**** Entries supplied

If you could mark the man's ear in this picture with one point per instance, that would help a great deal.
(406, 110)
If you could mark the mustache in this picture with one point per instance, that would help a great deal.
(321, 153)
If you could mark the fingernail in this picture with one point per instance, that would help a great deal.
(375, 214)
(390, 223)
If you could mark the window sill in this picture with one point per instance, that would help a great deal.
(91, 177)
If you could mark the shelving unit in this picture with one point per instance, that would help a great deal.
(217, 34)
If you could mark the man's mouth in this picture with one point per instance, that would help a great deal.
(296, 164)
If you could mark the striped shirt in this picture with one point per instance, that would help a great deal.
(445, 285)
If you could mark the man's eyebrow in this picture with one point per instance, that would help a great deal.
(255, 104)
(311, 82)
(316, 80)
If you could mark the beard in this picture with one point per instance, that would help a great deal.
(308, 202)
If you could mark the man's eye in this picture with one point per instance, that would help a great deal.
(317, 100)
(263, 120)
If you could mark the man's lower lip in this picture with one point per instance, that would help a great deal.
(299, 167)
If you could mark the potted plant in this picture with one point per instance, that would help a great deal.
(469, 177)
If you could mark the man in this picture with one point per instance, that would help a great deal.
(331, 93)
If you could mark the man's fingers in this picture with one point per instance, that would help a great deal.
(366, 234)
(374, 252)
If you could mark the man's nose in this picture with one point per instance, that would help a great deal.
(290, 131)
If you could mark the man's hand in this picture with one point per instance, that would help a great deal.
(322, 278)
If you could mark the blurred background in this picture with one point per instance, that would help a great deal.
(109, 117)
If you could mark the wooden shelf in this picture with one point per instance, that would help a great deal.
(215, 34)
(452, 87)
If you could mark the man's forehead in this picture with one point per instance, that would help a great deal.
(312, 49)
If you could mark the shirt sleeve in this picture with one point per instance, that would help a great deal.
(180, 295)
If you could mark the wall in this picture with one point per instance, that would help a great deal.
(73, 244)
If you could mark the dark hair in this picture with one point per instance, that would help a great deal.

********

*Task instructions*. From the first line to the last, write out the listing exactly.

*Answer section*.
If you could mark the man's ear in this picture with one point per instance, that would help a great deal.
(406, 110)
If you could mark the mustache in this picture with one point per instance, that would help a great deal.
(321, 153)
If you could mark the fingernail in this picture with one point per instance, that would help a great deal.
(375, 214)
(390, 223)
If you could mark the window sill in this picture with one point per instance, that would help a great deal.
(91, 177)
If you could mark the shelving unit in this picture with one point per instance, that would help a great deal.
(217, 34)
If you could mark the man's mouth in this picture with one point per instance, that would help a great deal.
(296, 164)
If you could mark the striped shirt in this picture with one point per instance, that would help a great deal.
(445, 285)
If you could mark the man's eyebrow in this picture with one point per instance, that would help a great deal.
(255, 104)
(311, 82)
(316, 80)
If you could mark the beard in this picture with one point per instance, that would help a great deal.
(308, 202)
If you could mark the man's eye in this picture with one point per instance, that would help a great deal.
(317, 100)
(263, 120)
If you could mark the man's lower lip in this picture with one point per instance, that would help a great deal.
(299, 167)
If you could mark the potted plant in this picture with one point per instance, that would help a great deal.
(469, 177)
If you could mark the man in this picture with one point per instance, that would help a great deal.
(331, 93)
If you could mark the man's fingers in this picture with one point per instance, that would help a great deal.
(366, 234)
(374, 252)
If you could mark the man's nose in this picture with one point per instance, that would help a great deal.
(290, 131)
If you could mark the man's hand in this picture with one point per instance, that would help a great deal.
(322, 278)
If you could mark the blurred background in this picture with one point per instance, that would help a great deal.
(109, 117)
If you could mark the wooden shelf in this picture with one point per instance, that would help a great deal.
(215, 34)
(452, 87)
If you could mark the man's forehead in this picture with one point per instance, that would help a great deal.
(312, 49)
If you could mark the shirt sleeve in this picture with one point per instance, that would help a great deal.
(180, 295)
If you could mark the wall in this picture with one point per instance, that would help a great deal.
(73, 244)
If you could mark the dark hair in this picture with one point per instance, that would help a great deal.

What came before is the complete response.